Start of Block
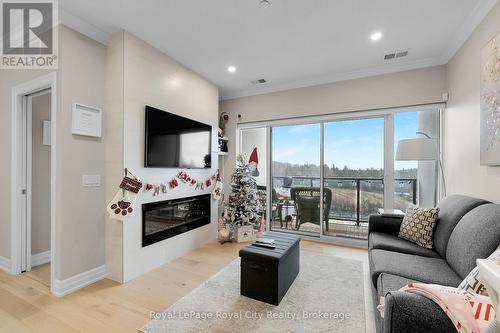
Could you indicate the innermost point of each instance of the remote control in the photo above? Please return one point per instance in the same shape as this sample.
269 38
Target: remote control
269 246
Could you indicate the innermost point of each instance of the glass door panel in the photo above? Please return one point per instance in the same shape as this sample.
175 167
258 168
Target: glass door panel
253 144
295 182
353 173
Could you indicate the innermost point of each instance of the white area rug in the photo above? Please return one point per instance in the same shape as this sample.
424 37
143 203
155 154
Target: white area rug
326 296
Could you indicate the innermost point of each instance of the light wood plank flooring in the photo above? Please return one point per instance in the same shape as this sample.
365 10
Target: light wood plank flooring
26 304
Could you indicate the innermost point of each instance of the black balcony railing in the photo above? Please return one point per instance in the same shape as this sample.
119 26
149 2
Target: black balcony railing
353 199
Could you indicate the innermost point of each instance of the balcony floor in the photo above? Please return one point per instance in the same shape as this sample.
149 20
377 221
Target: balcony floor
336 228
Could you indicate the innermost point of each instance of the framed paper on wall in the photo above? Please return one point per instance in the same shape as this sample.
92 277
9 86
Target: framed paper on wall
87 120
490 102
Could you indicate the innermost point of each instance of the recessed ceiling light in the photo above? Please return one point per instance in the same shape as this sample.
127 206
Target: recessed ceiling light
264 4
376 36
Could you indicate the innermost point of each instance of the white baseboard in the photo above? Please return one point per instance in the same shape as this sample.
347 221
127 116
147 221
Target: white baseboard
5 264
76 282
40 258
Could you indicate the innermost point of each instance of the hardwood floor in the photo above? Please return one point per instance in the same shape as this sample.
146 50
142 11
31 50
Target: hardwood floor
26 304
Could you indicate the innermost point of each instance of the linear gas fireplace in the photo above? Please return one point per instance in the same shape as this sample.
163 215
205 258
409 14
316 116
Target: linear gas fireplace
165 219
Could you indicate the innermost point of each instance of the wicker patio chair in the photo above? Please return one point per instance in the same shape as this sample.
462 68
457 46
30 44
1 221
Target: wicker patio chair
306 200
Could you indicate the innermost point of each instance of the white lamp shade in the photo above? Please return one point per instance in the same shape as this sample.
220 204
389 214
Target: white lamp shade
419 149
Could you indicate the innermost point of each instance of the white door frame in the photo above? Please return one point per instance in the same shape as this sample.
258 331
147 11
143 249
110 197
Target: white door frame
19 92
28 164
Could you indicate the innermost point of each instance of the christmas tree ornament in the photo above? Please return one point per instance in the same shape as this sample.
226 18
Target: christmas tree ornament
173 183
157 190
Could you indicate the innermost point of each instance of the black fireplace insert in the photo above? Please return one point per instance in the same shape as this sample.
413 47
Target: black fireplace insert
165 219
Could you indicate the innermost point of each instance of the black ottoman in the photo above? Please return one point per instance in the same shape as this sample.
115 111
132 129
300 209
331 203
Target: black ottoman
266 274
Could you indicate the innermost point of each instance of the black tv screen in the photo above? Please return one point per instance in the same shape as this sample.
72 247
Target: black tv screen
173 141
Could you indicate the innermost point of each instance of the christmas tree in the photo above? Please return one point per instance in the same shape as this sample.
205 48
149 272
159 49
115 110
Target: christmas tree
242 208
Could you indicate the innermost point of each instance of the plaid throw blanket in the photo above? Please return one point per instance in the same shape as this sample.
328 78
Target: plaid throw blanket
469 312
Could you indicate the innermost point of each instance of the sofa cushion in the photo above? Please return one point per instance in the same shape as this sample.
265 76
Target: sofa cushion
474 281
476 236
379 240
389 282
451 210
406 312
418 225
423 269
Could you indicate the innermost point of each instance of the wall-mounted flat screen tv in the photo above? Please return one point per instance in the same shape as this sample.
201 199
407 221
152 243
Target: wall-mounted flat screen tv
173 141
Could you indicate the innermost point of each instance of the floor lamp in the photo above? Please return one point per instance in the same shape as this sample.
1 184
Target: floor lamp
421 149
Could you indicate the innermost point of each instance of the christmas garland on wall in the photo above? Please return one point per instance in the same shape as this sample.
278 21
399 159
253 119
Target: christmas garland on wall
122 204
185 178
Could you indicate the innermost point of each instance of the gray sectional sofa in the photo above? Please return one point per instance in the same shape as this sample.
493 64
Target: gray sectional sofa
467 229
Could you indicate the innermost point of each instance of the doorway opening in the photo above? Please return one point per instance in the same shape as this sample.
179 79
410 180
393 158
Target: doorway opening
33 179
36 254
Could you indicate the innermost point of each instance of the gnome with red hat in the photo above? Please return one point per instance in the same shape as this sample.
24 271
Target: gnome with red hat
253 163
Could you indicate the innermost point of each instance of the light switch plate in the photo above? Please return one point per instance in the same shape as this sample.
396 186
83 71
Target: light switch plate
91 180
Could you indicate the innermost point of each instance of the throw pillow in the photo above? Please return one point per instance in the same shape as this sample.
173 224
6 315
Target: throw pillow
474 282
418 225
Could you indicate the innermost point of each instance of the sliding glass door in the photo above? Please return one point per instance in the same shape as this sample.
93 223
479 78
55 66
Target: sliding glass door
325 178
353 172
295 182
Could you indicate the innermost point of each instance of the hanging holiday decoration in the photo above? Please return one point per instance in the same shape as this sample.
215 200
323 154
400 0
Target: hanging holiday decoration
217 190
123 202
253 163
185 178
223 119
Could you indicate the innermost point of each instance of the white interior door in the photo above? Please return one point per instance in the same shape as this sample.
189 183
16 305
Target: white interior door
27 180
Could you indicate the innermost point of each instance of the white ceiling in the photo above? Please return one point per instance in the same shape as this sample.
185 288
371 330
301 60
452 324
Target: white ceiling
293 43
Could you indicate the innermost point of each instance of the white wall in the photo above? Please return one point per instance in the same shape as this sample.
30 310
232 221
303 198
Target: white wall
80 211
152 78
8 80
413 87
464 174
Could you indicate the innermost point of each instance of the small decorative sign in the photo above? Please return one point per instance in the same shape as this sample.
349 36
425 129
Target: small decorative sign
87 120
244 234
End of Block
» **ASSIGNMENT**
Could you please write out the entries exactly as they are, with every picture left out?

» **SOLUTION BELOW**
Could you indicate the innermost point of each instance of the remote control in the photo above? Please return one point per instance in the same shape as this sample.
269 38
Target: remote control
269 246
Could you indicate the innermost point of each instance of the glass door panel in the photo above? Please return one point per instance in the same shape as this sample.
175 167
258 168
Target: glass door panel
253 144
295 182
353 173
Could you indicate the innermost point of each instance of the white area rug in the photo above? Please return one point per instance in the same shape as this sample.
424 37
143 203
155 154
Target: white area rug
326 296
Could you indicate the innermost point of each instance of the light wood plank flooring in the photo above? Please return one point per instance in the same shape as this sample.
365 10
Target: light wood plank flooring
26 304
Could you indicate the innermost point of each instance of the black balcony railing in the photo above? Please return one point per instance in the same shape as this sample.
119 26
149 2
Target: black balcony railing
353 199
Could you indicate the innermost point of each instance of the balcony floor in the photo above? Please return one point per instance in the same shape as this sample.
149 20
377 221
Target: balcony floor
336 228
Could you indicate the innermost point of each instance of the framed paper on wall in the photo above? Please return one point per instance in the same shape as this sample.
92 277
9 86
Target: framed paper on wall
87 120
490 102
Could you indicate the innermost point of each instance of the recessed ceiling light in the photo above? Please return one point per instance in the same shape as this sample.
127 206
Target: recessed ceiling light
264 4
376 36
Could you indicate the innermost point of each instance of the white baseboard in the photo above? Please return one point per instance in the same shape as this sample.
347 221
127 116
147 221
Target: white baseboard
5 264
76 282
40 258
Could you indicate the innermost point of each instance of the hardwood floor in the photo above? Please return one point per instance in the same shape as this sample.
146 50
142 11
31 50
Target: hardwood floor
26 304
Could you indicate the innermost point of each instance of the linear gas fireplace in the photo above? Please return one point per instance in the same shape as this sample.
163 215
205 258
409 14
316 116
Target: linear gas fireplace
165 219
Could you indicate the innermost point of each instance of the wicker patio chair in the photo above? Please return one point per instance in the same shape as this sample.
462 68
457 46
30 44
1 221
Target: wicker patio chair
306 200
Could you indicate the innermost point of each instance of the white lamp shade in the photo above? Please return one point per instance in the same shape as this sample.
220 204
389 214
Target: white lamp shade
419 149
Could you indicate the innermost point of each instance of the white door frame in the photo above? Please return one point per instance in the same shape as this sample.
258 331
147 11
143 249
110 197
Target: white door frame
19 92
28 164
Could you indicate the innermost point of each instance of the christmas tree ornament in the photo above? Please return one point per instance in the same shape as this sample.
226 18
Target: christmas tree ornament
173 183
157 190
Could you indicate the innermost point of each instance of the black fireplace insert in the photo above? Please return one point per instance in the same shape as this sample.
413 47
Target: black fireplace insert
165 219
Could you indicate the innermost point of each instance of the black ottoman in the photo above? Please return one point per instance in the same shape as this sample.
115 111
132 129
300 209
331 203
Target: black ottoman
266 274
Could you indicate the innermost point of each instance of the black tv screen in the photo above? Please return one point per instance in the same shape as this sample.
72 247
Target: black tv screen
173 141
Could you indicate the innermost point of each instance of the christmas tree in the photo above? Please return one point per instance in the same shape as this sample.
205 48
149 272
159 49
115 110
Target: christmas tree
242 208
Could you indicate the innermost point of each instance of the plaid throw blanket in the photo above? Please return one point per instance in the same shape as this sample.
328 78
Target: plaid throw blanket
469 312
Could you indicate the innermost point of each instance of the sofa cushion in the photo above? Please return one point per instance in the same shape as this sample.
265 76
Target: sofa cushion
474 281
476 236
379 240
389 282
451 210
406 312
418 225
423 269
Could you indicate the innermost point of each instance of the wall-mounted flat screen tv in the photo above? Please return one point per instance in the same shape as this sample.
201 199
407 221
152 243
Target: wall-mounted flat screen tv
173 141
Could you indicate the innermost point of each instance of the floor lamp in the photo above? Please return one point per instance in the same shape as this sample.
1 184
Target: floor lamp
421 149
Could you indicate the innermost point of each instance of the christmas garland on wall in the photo above? Please return one point per instance in the same shape as this sample.
278 21
399 159
253 119
Target: christmas garland on wall
122 204
185 178
Could you indicate the innermost point of each instance of the gray sectional sofa in the photo above? Please return one point per instance in the same shape as this sample.
493 64
Target: gray sectional sofa
467 229
Could you indicate the innermost point of each instance of the doorway opening in the photo above? Please return one point per instance in the same shape as this sample.
179 79
410 180
393 158
Target: doorway opening
33 179
36 254
Could you indicate the innermost point of each instance of the gnome with red hat in the photo above? Please return one point per instance in the same shape as this sample.
24 271
Target: gnome with red hat
253 163
Could you indicate the innermost point of each instance of the light switch plate in the photo above? Please return one point per instance in the same shape as this sample.
396 186
83 71
Target: light switch plate
91 180
Could you indicate the innermost point of each instance of the throw pillow in the photo above? Please return one point per instance in the same shape as this sample.
173 224
6 315
Target: throw pillow
474 282
418 225
Could you indicate the innermost point of each instance of the sliding glass door in the photo above? Please return one point per instance in the same shape as this sample.
93 223
479 78
55 66
Target: sliding glass door
325 178
353 172
295 182
Could you indicate the innermost point of each instance of the hanging holiday decoration in the photo above? Please return one point per instance in the same shape as this sample.
215 200
323 154
400 0
Target: hanging holiday decoration
217 190
123 202
253 163
185 178
223 119
Could you indicate the innermost point of each instance of the white interior door in the photo above? Please return one point per instance in the same shape as this sample.
189 183
16 305
Target: white interior door
27 180
Could you indicate the innermost point of each instance of the white ceiling in the photo above? Please return one point per instance in the same shape as this sample.
185 288
371 330
301 60
452 324
Target: white ceiling
293 43
Could you indicate the innermost point of each instance of the white wall in the photo above? Please return one point per instance in the same shape as this sample.
30 310
232 221
303 198
Target: white wall
80 211
152 78
8 80
413 87
464 174
Could you indicate the innermost point of each instance of the small decorative sign in the photo above? Please return one point per instance in the same shape as this sample.
349 36
425 129
Target: small decorative sign
87 120
244 234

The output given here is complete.